◆ Work task ◆
Omit all pictures, and print word for word only the lines from the one containing "Target: jacket button" through the end of the data.

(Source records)
════════════════

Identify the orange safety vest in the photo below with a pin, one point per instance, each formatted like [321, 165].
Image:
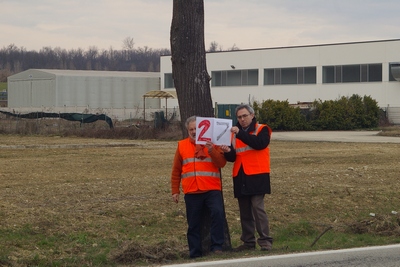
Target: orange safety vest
[253, 161]
[197, 174]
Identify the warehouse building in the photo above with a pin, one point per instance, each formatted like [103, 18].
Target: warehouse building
[302, 74]
[118, 94]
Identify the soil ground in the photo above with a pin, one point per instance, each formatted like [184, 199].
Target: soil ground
[118, 190]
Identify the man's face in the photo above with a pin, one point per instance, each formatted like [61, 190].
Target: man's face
[192, 130]
[244, 117]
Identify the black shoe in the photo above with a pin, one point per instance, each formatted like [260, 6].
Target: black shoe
[266, 247]
[244, 247]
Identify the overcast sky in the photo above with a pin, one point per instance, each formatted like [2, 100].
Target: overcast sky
[72, 24]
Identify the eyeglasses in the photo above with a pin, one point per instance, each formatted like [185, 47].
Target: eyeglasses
[244, 116]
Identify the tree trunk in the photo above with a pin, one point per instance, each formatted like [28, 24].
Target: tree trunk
[188, 55]
[191, 79]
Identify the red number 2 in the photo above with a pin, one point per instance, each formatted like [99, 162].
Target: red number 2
[206, 125]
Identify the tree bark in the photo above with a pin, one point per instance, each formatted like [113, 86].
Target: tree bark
[191, 80]
[188, 55]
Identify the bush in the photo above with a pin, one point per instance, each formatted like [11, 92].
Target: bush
[346, 113]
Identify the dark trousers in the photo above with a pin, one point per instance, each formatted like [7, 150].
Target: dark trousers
[195, 203]
[253, 217]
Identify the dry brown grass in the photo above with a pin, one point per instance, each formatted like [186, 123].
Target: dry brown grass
[114, 196]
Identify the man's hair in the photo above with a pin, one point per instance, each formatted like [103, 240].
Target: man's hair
[189, 120]
[246, 106]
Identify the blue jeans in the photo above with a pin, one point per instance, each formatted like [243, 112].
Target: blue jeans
[195, 203]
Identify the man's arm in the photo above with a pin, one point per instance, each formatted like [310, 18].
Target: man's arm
[176, 173]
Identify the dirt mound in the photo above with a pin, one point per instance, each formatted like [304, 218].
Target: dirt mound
[164, 252]
[386, 225]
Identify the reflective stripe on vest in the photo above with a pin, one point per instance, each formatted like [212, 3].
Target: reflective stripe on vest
[242, 149]
[190, 174]
[185, 161]
[197, 174]
[252, 160]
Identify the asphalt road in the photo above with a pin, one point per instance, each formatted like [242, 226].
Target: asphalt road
[378, 256]
[335, 136]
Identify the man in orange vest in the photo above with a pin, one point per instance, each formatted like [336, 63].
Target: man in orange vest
[197, 168]
[250, 153]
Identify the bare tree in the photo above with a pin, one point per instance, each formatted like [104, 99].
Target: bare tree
[188, 56]
[128, 43]
[191, 78]
[214, 47]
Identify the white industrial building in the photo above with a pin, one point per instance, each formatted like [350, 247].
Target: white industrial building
[301, 74]
[117, 94]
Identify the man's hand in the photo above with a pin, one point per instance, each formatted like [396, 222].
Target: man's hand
[225, 148]
[175, 198]
[235, 129]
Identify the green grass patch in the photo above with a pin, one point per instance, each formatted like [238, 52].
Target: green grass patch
[3, 86]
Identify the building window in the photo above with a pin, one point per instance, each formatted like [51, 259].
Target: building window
[352, 73]
[168, 81]
[300, 75]
[234, 77]
[395, 67]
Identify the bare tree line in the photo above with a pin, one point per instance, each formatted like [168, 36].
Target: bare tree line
[14, 59]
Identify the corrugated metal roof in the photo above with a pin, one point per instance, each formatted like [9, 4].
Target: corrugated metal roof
[40, 73]
[101, 73]
[160, 94]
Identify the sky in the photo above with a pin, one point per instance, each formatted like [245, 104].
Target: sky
[245, 24]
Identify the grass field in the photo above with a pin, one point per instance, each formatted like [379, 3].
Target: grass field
[3, 86]
[68, 201]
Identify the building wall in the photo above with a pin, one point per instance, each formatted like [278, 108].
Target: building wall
[88, 89]
[386, 92]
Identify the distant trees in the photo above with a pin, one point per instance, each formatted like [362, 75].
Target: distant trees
[15, 59]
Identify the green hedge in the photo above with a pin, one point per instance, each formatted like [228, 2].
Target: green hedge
[346, 113]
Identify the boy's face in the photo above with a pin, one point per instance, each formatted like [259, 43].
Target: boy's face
[192, 130]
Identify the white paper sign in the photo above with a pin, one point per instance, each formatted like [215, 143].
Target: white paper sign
[213, 129]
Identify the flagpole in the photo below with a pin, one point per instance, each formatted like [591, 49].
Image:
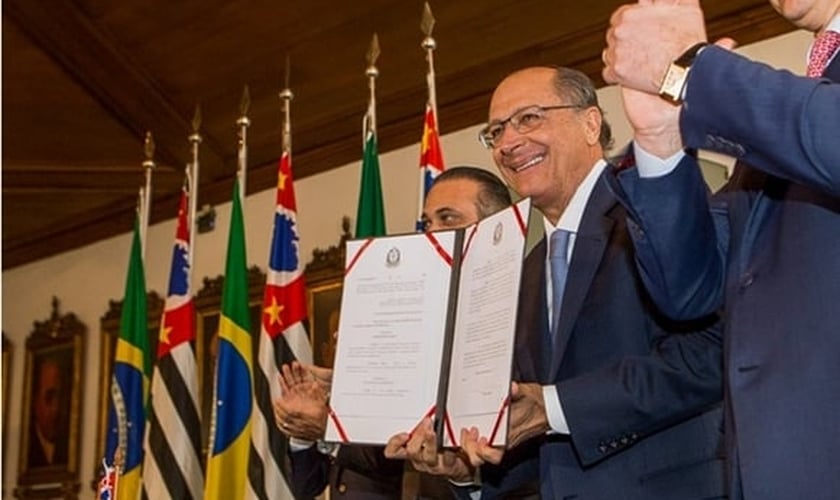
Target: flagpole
[243, 122]
[286, 96]
[192, 184]
[148, 166]
[369, 123]
[427, 24]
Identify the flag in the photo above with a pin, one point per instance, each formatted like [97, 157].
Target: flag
[227, 464]
[370, 216]
[172, 467]
[431, 159]
[108, 483]
[130, 380]
[282, 339]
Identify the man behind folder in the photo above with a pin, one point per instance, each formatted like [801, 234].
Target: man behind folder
[613, 401]
[460, 196]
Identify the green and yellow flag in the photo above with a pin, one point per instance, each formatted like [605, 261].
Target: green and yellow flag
[227, 465]
[130, 380]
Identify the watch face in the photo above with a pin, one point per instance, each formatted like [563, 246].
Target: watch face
[325, 447]
[674, 82]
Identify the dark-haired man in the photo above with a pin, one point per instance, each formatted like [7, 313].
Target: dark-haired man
[613, 400]
[459, 196]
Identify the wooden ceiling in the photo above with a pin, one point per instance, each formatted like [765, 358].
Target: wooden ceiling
[83, 80]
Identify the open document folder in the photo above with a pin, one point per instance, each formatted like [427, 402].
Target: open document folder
[427, 329]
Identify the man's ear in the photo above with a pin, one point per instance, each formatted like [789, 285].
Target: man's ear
[592, 119]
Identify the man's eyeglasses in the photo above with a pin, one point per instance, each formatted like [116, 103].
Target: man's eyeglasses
[523, 121]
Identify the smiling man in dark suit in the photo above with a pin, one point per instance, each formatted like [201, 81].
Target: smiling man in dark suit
[613, 401]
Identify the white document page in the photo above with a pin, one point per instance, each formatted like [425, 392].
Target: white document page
[482, 352]
[390, 336]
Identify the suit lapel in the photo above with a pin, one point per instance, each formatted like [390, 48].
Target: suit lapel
[832, 72]
[532, 322]
[590, 244]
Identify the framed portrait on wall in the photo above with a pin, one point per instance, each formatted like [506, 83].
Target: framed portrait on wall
[50, 420]
[324, 284]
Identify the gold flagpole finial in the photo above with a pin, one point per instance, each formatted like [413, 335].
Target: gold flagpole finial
[244, 104]
[149, 150]
[369, 121]
[192, 169]
[196, 124]
[286, 96]
[427, 24]
[243, 122]
[372, 56]
[146, 201]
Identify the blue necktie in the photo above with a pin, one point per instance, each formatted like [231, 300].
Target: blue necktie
[558, 251]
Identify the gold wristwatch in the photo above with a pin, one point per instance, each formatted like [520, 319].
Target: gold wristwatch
[677, 74]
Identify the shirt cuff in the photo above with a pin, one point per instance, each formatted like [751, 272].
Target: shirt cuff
[649, 165]
[296, 444]
[553, 411]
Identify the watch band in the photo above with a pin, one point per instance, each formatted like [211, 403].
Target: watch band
[675, 78]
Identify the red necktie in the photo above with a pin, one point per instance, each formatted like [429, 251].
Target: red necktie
[824, 47]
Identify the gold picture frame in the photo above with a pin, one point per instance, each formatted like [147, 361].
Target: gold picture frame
[50, 412]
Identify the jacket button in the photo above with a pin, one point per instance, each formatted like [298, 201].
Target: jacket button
[746, 280]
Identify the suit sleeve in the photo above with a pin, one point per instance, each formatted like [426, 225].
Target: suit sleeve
[310, 472]
[681, 241]
[611, 408]
[780, 123]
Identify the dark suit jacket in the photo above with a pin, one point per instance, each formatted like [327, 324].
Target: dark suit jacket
[357, 472]
[641, 395]
[767, 249]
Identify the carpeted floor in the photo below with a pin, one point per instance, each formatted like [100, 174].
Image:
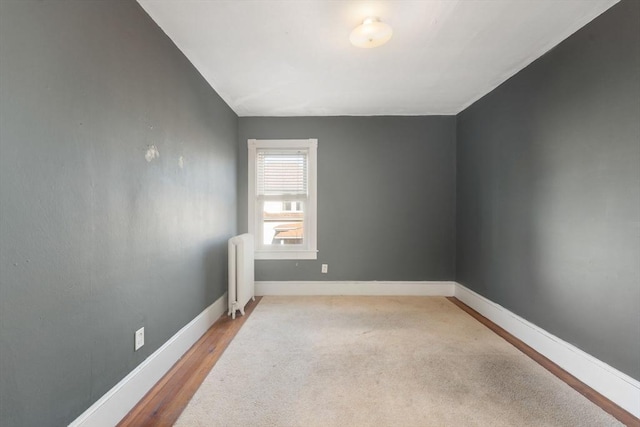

════════════════

◆ Exercise answer ◆
Target: jacket button
[746, 280]
Identify the suit sleeve in the photo above with a pin, one point per instance, each formatted like [426, 225].
Target: suit sleeve
[310, 472]
[681, 241]
[611, 408]
[780, 123]
Identify the dark suit jacket in the photo above with a pin, one point per instance, each formatted like [327, 324].
Target: dark suit jacket
[357, 472]
[641, 395]
[767, 249]
Identify the carpeted floor in the photo below with a pin, one point per instance, each formatted like [100, 174].
Image:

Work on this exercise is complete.